Direction -
Report every line in the records below that contains the word "Task".
:: Source records ::
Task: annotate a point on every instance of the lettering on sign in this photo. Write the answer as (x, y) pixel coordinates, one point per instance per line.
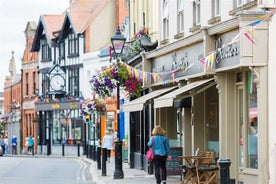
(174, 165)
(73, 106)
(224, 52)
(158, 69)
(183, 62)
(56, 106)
:::
:: Source records ::
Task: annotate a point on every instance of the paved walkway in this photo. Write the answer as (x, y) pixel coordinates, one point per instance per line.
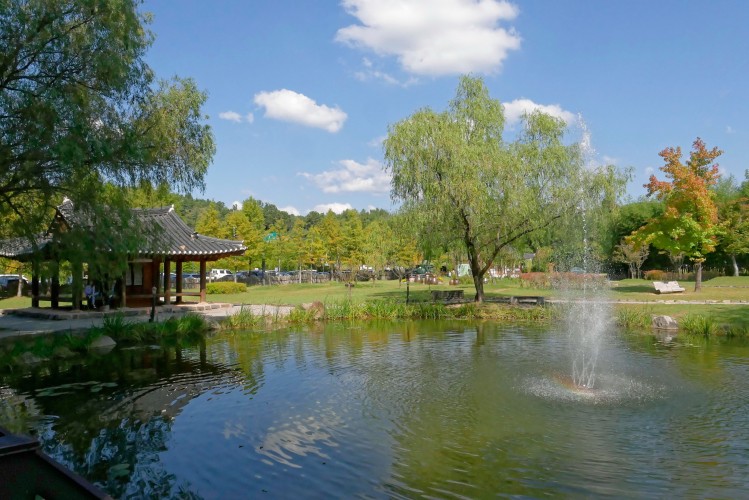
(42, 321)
:::
Finished answer -
Task: annotate a point on every instance of the lettering on sign in this photo. Write the answer as (x, y) pixel coordinates, one point per instance per line.
Task: annotate a point on every instance of the paved walkway in this photo. Write the answer as (x, y) pixel coordinates, one point per instance per line.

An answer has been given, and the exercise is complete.